> **OBJECTIVE**:
According to the biography of Karl-Anders Wollter below, in which city did he serve as ambassador from 1989 to 1992?

- Born: Karl-Anders Ingvar Wollter 7 May 1927 Lund, Sweden
- Died: 3 April 2017 (aged 89) Bandhagen, Sweden
- Occupation: Diplomat
- Spouses: ; Margareta Hegardt ​ ​(m. 1955⁠–⁠1960)​ ; Ulla Ekwall ​(m. 1961)​
- Children: 5
- Relatives: Sven Wollter (brother) Stina Wollter (niece) Karl Seldahl (nephew) Christopher Wollter (grand-nephew)

= Karl-Anders Wollter =

Swedish diplomat (1927–2017)

Karl-Anders Ingvar Wollter (7 May 1927 – 3 April 2017) was a Swedish diplomat.

==Early life==
Wollter was born on 7 May 1927 in Lund, Sweden, the son of Kjell Wollter, an editor, and his wife Elsa (née Ekwall). He was brother of actor Sven Wollter. He grew up on Solhöjdsgatan in Långedrag, Gothenburg. After his mandatory military service Wollter got a US scholarship and took a Bachelor of Arts degree in the United States in 1949. He was then an employee of SKF from 1949 to 1951 before he received a Candidate of Law degree from Lund University in 1955.

==Career==
Wollter became an attaché at the Ministry for Foreign Affairs in Stockholm in 1955 and served in Helsinki in 1956, Brussels and Antwerp in 1957, Oslo in 1959, at the Foreign Ministry in 1960, in Monrovia in 1961, at the Foreign Ministry again in 1963 and Moscow in 1966. Wollter became embassy counsellor in Moscow in 1970 and served as consul general in Leningrad in 1972 and served at the Foreign Ministry in 1972. He was deputy director at the Foreign Ministry in 1972 and deputy director-general in 1973. Wollter then became Swedish ambassador in Lagos and Accra in 1974, also accredited in Porto-Novo and Niamey from 1976. He became ambassador in Buenos Aires in 1977 and there he was involved in the case of the missing Dagmar Hagelin. Wollter became ambassador in Mexico City in 1980 and was available to the Foreign Minister in 1985. Wollter became after that ambassador in Madrid in 1986 and was finally ambassador in Athens from 1989 to 1992 prior to his retirement.

> **GIVEN DATA**:

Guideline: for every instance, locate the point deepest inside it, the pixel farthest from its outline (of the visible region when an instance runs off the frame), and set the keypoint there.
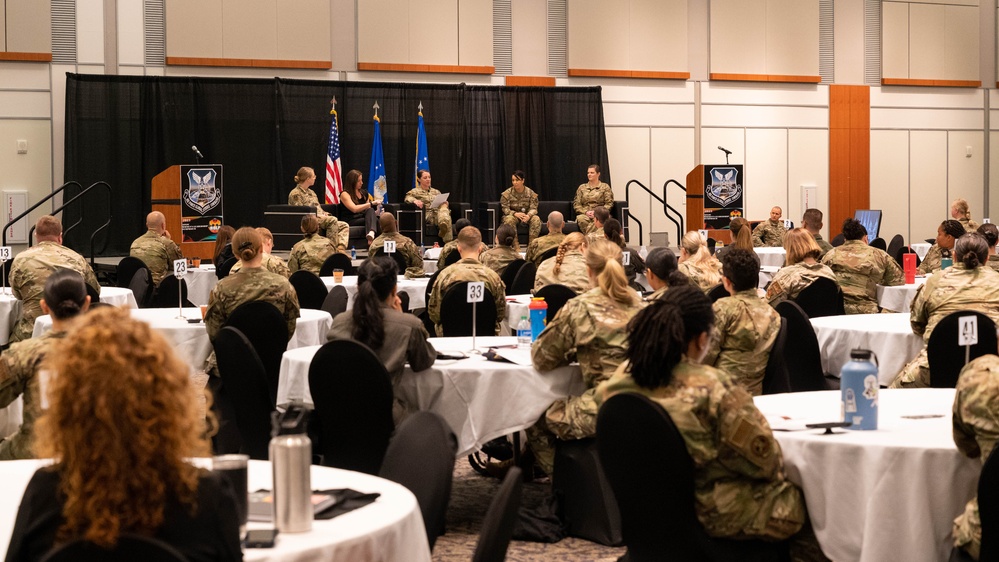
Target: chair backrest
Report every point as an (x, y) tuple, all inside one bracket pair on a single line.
[(336, 300), (244, 386), (128, 548), (946, 358), (456, 313), (823, 297), (497, 527), (310, 288), (337, 261), (801, 351), (352, 394), (264, 325), (420, 456), (523, 282)]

> **RESULT OF THE EXERCISE**:
Athens